_Consignes_
(A) Relevez toutes les années mentionnées dans le billet sur La Femme des sables.
(B) Recopiez, dans le billet sur La Femme des sables, le passage qui va de « Un homme, collectionneur » jusqu'à « de ce piège ? ».

_Passage cité_
+++

La femme des sables - Kôbô Abé
Il y a quelques jours, j'évoquais dans un billet trois grands écrivains qui m'ont marquée, mais qui sont peu médiatisés. Mon amie Sylvie m'a alors dit: "Je n'en connaîs aucun ! " Qu'à cela ne tienne ! J'ai décidé de faire un peu de recyclage, en republiant des billets concernant ces trois auteurs.
Je commence aujourd'hui avec Kôbô Abe, écrivain japonais (1924-1993). La Femme des sables, publié en 1964, est considéré comme son roman le plus marquant. Sa publication valut à Kôbô Abe de nombreux prix littéraires, mais aussi l'exclusion du Parti Communiste dont il était membre depuis 1945.
Un homme, collectionneur d’insectes, arrive dans un village isolé près de la mer, un village tellement envahi par le sable que la plupart des maisons sont au fond d’un trou qui se remplit inexorablement de sable. L’homme accepte l’hospitalité dans l’une de ces maisons. Au cours de la nuit, il va découvrir l’étrange mode de vie des habitants du village. Et quand, le matin venu, il s’apprête à repartir, il découvre que l’échelle qui lui a permis de descendre au fond du trou a disparu. L’homme est prisonnier. Sa seule obsession désormais va être : comment sortir de ce piège ?

+++

_Extrait de données_
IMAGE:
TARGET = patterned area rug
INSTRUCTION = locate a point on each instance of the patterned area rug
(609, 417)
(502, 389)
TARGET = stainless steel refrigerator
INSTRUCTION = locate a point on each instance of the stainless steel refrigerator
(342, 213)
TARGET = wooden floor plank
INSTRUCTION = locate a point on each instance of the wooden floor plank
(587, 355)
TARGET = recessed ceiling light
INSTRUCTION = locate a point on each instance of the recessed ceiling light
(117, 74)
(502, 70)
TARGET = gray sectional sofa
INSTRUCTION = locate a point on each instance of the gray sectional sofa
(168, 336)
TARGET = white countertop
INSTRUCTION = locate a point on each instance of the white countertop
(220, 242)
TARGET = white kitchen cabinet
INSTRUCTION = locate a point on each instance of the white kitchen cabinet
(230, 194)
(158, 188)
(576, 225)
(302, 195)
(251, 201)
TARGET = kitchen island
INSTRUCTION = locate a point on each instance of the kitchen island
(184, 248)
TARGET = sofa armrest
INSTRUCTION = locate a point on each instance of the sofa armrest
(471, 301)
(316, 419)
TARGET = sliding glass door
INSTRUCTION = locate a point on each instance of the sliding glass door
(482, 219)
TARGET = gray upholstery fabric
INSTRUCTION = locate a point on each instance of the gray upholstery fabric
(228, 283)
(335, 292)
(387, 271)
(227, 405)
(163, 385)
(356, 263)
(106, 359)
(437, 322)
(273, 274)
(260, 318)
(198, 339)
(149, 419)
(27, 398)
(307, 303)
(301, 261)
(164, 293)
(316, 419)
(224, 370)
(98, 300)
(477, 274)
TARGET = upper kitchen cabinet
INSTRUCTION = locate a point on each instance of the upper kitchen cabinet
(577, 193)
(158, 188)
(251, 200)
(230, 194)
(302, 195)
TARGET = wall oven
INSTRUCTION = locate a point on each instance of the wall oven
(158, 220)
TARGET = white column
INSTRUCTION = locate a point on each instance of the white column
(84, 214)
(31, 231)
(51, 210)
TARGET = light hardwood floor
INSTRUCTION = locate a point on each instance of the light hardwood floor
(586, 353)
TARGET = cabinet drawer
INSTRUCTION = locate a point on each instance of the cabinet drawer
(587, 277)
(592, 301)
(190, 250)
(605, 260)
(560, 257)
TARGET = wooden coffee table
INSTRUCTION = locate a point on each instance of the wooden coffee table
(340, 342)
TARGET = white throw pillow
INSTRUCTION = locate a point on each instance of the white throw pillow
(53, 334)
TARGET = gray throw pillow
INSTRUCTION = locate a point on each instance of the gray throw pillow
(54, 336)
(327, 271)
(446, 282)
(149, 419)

+++

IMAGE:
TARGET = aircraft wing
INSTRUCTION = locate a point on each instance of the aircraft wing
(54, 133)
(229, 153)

+++

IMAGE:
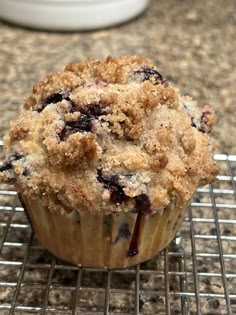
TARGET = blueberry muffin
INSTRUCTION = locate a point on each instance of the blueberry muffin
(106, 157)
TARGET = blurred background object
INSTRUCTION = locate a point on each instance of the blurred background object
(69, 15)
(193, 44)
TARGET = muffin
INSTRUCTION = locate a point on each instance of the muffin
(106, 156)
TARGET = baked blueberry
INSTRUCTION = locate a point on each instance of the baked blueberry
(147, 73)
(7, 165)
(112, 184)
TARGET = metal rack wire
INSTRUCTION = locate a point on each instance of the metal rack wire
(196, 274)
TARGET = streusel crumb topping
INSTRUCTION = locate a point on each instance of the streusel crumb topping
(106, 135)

+++

_Corrigé_
(A) 1924, 1993, 1964, 1945

(B)
Un homme, collectionneur d’insectes, arrive dans un village isolé près de la mer, un village tellement envahi par le sable que la plupart des maisons sont au fond d’un trou qui se remplit inexorablement de sable. L’homme accepte l’hospitalité dans l’une de ces maisons. Au cours de la nuit, il va découvrir l’étrange mode de vie des habitants du village. Et quand, le matin venu, il s’apprête à repartir, il découvre que l’échelle qui lui a permis de descendre au fond du trou a disparu. L’homme est prisonnier. Sa seule obsession désormais va être : comment sortir de ce piège ?